The recent coronavirus outbreak in Wuhan, China, has sparked widespread suspicion about the potential laboratory-related origin of the virus, or even being part of the Chinese biowarfare program, with Senator Tom Cotton as one the most prominent figures publicly alluding to this point. We hereby present a systematic analysis of available information, based on the viral genomic sequence as deposited by Chinese investigators to public database, to unambiguously rule out the possibility of a laboratory-related origin.
As noted by many believers of the conspiracy theory, scientists at the Wuhan Institute of Virology once participated in a study creating a chimera virus to test the human pathogenicity of novel coronaviruses detected in the bat population (Menachery et al 2015 Nature Medicine, note that this study was not performed in Wuhan but at University of North Carolina at Chapel Hill). When creating such chimera viruses artificially, scientists need to use recombinant DNA technology to splice sequences derived from different origins together. In the case of the Nature Medicine paper, scientists put the S gene of a bat coronavirus into the backbone of a mouse-adapted coronavirus, which is analogous to installing an Audi engine to a BMW shell. Such chimera virus sequences are extremely easy to recognize as all one needs to do is to use a bioinformatics tool known as BLAST to scan the sequence and one would immediately know whether the sequence is assembled from pieces of known origin. The sequence of the 2019 NcoV has been analyzed by BLAST by scientists throughout the world and the conclusion is simple: no sign of a chimera being produced via artificial splicing can be detected at all. Instead, the 2019 NcoV sequence displayed a remarkable level of global similarity (96.2% identical) to a strain of coronavirus identified in wild bat, coded RaTG13 and captured by Dr. Zheng-li Shi’s group in 2013, which almost definitively indicates that 2019 NcoV has evolved from RaTG13 but not assembled from separate pieces.

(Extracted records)
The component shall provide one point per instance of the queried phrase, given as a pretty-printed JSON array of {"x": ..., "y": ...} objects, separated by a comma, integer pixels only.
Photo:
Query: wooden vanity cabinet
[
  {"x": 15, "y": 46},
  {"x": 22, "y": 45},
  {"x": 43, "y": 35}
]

Requirement 1: According to the coronavirus-origin text, what percentage of the 2019 NcoV sequence is identical to RaTG13?
Requirement 2: Carry on the coronavirus-origin text from the point at which it stops.
The lines shown above are not needed for this work.

Exercise response 1: The 2019 NcoV sequence is 96.2% identical to RaTG13.

Exercise response 2:
We now have ruled out the possibility that 2019 NcoV is a man-made chimera virus. What about the possibility that 2019 NcoV is modified from RaTG13 by human? Whereas manually introduced mutations are localized and well-defined, the differences between NcoV and RaTG13 sequences are randomly scattered throughout the genome and the nature of the mutations is highly variable, which is exactly what one would expect for mutations accumulated over the course of natural evolution. Although it is theoretically possible to artificially re-create all those natural-looking mutations, it would entail an unreasonably large workload. More importantly, the impact of most of the mutations in 2019 NcoV relative to RaTG13 on viral infectivity or pathogenicity are difficult to predict and therefore it is against experimental logic to intentionally make them. Hence the only sensible explanation is 2019 NcoV is a result of natural evolution from a common ancestor shared by RaTG13.
Even if one admits that 2019 NcoV is of pure natural origin, some people may still argue that it could have transmitted to local animal habitants of Wuhan from bats kept at Wuhan Institute of Virology, perhaps out of negligence in management. To critically examine this possibility, we need to estimate how long it would take for a bat virus to evolve into the 2019 NcoV. As we discussed, the closest relative of 2019 NcoV at Wuhan Institute of Virology is the RaTG13 bat captured in 2013. Suppose the leakage happened immediately after the bat was transferred to Wuhan in 2013, there would be 6 years for the RaTG13 virus to evolve into the current form of 2019 NcoV. The 3.8% difference between RaTG13 and NcoV translates into approximately 1100 nucleotides. Estimation of the speed of natural mutation of coronaviruses varies but 90 nucleotide per year seems to be an upper limit. In this case, it would take at least 12 years for RaTG13 virus to evolve into 2019 NcoV, which certainly does not fit into the present scenario.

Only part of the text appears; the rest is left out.